**Your assignment**: Would you reproduce exactly the lines below from the one holding "Target: limestone rock face" through the one holding "Note to the class: find each instance of the rock", inclusive, and no others?

********************

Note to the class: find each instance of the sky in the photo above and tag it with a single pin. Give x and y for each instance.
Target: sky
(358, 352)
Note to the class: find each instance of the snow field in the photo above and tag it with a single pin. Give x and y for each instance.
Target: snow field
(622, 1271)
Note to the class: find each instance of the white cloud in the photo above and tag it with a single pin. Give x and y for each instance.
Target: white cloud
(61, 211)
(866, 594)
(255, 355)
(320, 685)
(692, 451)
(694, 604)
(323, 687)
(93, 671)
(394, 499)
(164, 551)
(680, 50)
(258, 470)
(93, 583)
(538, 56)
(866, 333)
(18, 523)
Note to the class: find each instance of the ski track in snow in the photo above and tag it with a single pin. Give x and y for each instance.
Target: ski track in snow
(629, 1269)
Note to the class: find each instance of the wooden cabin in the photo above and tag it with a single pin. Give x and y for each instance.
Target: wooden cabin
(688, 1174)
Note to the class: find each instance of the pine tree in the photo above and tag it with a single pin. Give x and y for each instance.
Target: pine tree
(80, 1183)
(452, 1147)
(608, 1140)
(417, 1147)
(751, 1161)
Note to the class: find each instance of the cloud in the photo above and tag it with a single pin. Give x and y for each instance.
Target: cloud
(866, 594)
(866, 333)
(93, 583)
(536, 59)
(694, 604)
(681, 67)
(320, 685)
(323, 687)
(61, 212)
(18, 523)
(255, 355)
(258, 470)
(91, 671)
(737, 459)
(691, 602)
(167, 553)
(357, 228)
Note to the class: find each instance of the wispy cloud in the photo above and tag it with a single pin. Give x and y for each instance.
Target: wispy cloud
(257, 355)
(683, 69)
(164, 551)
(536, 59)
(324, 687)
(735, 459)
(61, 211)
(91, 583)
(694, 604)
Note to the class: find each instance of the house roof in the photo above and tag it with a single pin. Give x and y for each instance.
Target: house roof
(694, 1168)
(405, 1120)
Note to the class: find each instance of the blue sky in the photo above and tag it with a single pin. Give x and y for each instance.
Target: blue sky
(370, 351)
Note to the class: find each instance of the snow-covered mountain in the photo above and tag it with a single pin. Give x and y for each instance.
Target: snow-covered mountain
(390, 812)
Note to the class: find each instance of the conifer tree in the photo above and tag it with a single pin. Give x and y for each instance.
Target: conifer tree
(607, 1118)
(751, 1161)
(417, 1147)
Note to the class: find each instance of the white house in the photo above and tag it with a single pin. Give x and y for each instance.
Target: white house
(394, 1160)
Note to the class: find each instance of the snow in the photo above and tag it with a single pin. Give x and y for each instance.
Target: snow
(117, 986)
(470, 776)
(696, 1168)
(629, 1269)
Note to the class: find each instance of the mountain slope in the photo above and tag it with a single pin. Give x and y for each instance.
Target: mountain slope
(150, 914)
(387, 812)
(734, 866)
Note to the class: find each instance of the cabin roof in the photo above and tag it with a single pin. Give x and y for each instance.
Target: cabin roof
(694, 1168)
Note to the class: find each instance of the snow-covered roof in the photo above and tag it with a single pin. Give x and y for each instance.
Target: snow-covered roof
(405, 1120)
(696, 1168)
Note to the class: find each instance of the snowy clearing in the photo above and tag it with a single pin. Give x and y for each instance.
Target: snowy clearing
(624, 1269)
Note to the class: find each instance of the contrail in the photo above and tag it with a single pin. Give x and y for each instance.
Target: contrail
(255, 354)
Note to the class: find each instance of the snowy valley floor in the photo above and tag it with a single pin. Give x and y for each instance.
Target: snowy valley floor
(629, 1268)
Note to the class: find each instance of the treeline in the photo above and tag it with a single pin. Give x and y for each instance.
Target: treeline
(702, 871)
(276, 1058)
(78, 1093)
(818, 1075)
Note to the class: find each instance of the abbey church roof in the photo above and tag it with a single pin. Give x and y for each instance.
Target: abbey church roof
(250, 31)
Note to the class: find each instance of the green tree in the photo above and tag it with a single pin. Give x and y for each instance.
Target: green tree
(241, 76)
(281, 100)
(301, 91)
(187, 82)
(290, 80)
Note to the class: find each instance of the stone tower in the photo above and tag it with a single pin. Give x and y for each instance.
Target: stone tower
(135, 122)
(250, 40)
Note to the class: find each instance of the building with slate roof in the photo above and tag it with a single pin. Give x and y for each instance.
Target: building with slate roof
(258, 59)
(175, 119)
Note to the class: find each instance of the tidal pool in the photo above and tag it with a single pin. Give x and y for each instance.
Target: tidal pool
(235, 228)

********************

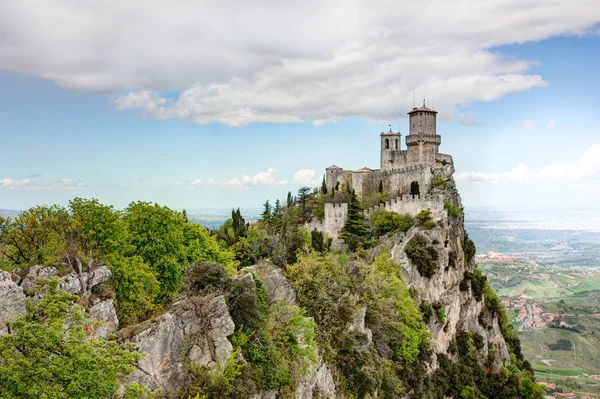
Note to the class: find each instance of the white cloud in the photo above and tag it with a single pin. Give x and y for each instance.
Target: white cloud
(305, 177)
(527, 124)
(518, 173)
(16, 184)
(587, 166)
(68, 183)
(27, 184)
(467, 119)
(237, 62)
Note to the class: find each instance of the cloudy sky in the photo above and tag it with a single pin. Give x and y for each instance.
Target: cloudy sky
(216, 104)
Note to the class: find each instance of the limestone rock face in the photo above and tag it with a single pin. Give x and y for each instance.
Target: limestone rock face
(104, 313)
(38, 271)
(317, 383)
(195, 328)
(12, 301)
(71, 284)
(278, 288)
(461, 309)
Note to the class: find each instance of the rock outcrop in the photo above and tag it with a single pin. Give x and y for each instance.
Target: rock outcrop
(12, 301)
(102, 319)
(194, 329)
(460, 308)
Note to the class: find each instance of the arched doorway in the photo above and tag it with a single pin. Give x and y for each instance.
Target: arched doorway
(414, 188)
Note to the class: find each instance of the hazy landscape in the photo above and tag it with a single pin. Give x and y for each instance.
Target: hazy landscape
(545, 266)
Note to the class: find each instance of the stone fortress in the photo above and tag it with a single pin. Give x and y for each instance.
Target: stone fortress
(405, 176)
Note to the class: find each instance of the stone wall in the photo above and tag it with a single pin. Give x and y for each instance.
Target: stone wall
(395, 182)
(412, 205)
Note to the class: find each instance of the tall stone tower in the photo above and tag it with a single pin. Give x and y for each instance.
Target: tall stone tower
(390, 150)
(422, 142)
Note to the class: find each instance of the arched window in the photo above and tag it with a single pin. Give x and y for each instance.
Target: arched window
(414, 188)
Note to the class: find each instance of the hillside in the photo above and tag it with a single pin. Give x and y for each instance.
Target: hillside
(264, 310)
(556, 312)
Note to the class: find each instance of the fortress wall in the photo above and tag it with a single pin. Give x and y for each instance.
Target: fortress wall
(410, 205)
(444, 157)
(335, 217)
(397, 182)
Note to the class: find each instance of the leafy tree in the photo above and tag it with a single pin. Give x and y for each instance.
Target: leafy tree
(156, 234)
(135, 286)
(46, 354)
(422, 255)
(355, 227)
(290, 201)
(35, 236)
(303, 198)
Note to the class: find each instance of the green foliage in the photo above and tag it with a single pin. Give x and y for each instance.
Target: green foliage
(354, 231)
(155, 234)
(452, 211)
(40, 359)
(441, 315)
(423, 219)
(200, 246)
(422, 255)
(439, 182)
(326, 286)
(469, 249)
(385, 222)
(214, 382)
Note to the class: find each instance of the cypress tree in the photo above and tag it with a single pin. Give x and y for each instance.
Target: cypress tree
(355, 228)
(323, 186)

********************

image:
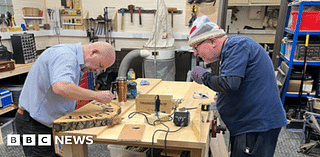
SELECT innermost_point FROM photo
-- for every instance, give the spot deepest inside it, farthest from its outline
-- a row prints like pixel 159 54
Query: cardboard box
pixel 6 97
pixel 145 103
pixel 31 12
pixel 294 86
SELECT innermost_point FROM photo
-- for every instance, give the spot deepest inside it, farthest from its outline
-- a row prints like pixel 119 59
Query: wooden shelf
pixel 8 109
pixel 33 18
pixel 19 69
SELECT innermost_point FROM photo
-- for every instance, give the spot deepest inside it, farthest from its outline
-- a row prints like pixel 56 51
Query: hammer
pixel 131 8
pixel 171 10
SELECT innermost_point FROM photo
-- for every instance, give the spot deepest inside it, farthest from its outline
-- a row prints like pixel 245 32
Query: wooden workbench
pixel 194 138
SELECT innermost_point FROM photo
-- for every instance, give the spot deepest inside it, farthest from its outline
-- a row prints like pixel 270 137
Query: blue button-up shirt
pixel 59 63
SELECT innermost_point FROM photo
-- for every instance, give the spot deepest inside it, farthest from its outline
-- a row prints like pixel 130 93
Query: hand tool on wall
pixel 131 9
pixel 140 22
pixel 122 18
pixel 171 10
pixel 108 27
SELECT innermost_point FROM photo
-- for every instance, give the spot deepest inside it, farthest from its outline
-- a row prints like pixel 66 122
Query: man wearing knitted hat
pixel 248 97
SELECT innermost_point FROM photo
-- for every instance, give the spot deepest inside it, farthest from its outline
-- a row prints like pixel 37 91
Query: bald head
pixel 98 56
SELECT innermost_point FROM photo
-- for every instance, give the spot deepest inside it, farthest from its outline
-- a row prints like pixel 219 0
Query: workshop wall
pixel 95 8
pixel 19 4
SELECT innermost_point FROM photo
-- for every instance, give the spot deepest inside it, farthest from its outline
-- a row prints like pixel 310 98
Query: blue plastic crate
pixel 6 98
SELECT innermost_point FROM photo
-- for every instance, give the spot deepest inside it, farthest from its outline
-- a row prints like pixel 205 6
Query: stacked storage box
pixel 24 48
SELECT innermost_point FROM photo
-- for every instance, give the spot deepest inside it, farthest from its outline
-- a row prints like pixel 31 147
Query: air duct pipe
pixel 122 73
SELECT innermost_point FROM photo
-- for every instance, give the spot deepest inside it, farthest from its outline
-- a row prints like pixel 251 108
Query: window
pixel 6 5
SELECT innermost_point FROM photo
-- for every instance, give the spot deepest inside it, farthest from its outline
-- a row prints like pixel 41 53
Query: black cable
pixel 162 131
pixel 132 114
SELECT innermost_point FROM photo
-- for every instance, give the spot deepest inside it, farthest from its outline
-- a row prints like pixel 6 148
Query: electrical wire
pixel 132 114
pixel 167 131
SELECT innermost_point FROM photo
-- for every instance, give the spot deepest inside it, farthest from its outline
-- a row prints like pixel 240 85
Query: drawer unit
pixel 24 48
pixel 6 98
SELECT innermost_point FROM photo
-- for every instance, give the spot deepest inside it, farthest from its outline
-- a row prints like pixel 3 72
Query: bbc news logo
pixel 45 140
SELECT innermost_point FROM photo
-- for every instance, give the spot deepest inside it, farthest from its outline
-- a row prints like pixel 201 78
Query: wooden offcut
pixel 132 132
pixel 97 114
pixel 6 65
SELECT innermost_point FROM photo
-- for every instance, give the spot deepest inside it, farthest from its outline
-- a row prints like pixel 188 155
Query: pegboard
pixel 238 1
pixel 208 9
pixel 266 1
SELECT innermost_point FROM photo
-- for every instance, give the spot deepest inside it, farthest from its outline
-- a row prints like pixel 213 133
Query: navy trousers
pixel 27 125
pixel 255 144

********************

**Response to the task**:
Target: limestone rock face
(104, 313)
(38, 271)
(317, 383)
(195, 328)
(12, 301)
(71, 284)
(278, 288)
(461, 309)
Note to the class: find each instance of the rock outcrop in the photo above and tag it with a single pin. Give x and y for each instance.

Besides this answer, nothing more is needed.